*BUT DE L'EXERCICE*
Poursuivez la transcription de l'entretien de Gérald Darmanin sur RTL, après la dernière réplique reproduite.

Texte intégral
THOMAS SOTTO
Il est aujourd'hui et depuis presque un an ministre de la Justice et Garde des Sceaux. Depuis 2017 et l'élection d'Emmanuel MACRON. Il a été de tous les gouvernements à l'exception de celui éphémère de Michel BARNIER. Gérald Darmanin est l'invité d'RTL matin. Bonjour et bienvenue sur RTL, Gérald DARMANIN.
GERALD DARMANIN
Bonjour.
THOMAS SOTTO
Des quartiers de très haute sécurité dont on peut sortir. Lundi, l'un des 100 détenus les plus dangereux de France - c'est ainsi que vous aviez vous-même défini les hommes détenus dans le quartier de lutte contre la criminalité organisée de Vendin-le-Vieil - a pu sortir pour la journée, le temps d'aller rencontrer un employeur potentiel dans la région de Lyon, à 700 km de la prison. Est-ce que vous comprenez qu'on n'y comprenne rien ?
GERALD DARMANIN
Oui. Je suis comme tous les Français, il y a une décision de justice, moi je la respecte, c'est l'état de droit, un juge indépendant, malgré l'avis du parquet, malgré l'avis du chef d'établissement, a décidé de faire cette autorisation. Il faut respecter cette décision. C'est donc la loi qu'il faut changer, et je la changerai en janvier prochain, comme on l'a fait pour le terrorisme. On ne peut pas faire d'aménagement pour les personnes condamnées pour terrorisme, il faut qu'on fasse la même chose contre les narcotrafiquants.
THOMAS SOTTO
Qu'est-ce qui va changer dans la loi précisément ?
GERALD DARMANIN
En l'occurrence, ce monsieur sort normalement en 2029, un entretien d'embauche maintenant pour 2029, ça paraît un peu loin.
THOMAS SOTTO
C'est aussi la mission de réinsertion de la prison, vous diront certains.
GERALD DARMANIN
Dans un tout premier temps, la réinsertion se fait la veille ou l'avant-veille, ou quelques semaines, peut-être même quelques mois avant sa sortie, ce n'est pas tout à fait le cas. Et puis les narcotrafiquants comme les terroristes, ce ne sont pas des détenus comme les autres, il y a 700 personnes considérées comme très dangereuses, relevant du narcotrafic en France, sur 86 000, 87 000 détenus, on ne parle pas de tous les détenus.
THOMAS SOTTO
Donc vous voulez que ces détenus-là n'aient plus le droit à des permissions de sortie ?
GERALD DARMANIN
Je veux appliquer au narcobanditisme la législation que nous avons contre le terrorisme et qui a fonctionné.

*DONNÉES ENREGISTRÉES*
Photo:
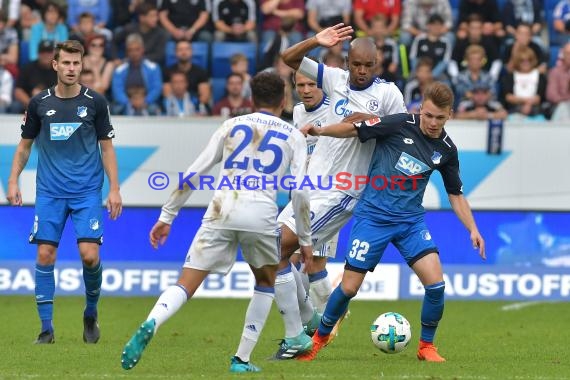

*RÉSULTAT FINAL*
THOMAS SOTTO
Donc c'est ça ?
GERALD DARMANIN
Nous savons que des personnes qui sont aujourd'hui dans les prisons françaises, c'était le cas à Incarville notamment, lorsqu'il y a eu deux agents assassinés par une évasion d'un détenu.
THOMAS SOTTO
Mohamed AMRA.
GERALD DARMANIN
Nous savons que ces gens sont très dangereux, et on ne peut pas les considérer comme des détenus classiques de droit commun.
THOMAS SOTTO
Donc vous voulez, pardon, je vous repose la question, qu'ils n'aient plus le droit à des permissions de sortie ?
GERALD DARMANIN
Nous voulons en effet que quand on est dans les prisons de haute sécurité, on ne puisse pas, sauf exception, par exemple, aller à l'enterrement de quelqu'un qui est très, très proche - et c'est tout à fait normal de respecter la tristesse du détenu - on ne peut pas avoir des permissions de sortie pour aller travailler quand on est dans les prisons de haute sécurité. Parce qu'on ne peut pas sortir de ces prisons de haute sécurité. Il y a des prisons qu'on a faites en quatre mois, où il n'y a pas de téléphone portable, il n'y a pas de drone, il n'y a pas de drogue, il n'y a pas de clé USB, et la pénitentiaire fait extrêmement bien son travail, avec des gens extrêmement dangereux.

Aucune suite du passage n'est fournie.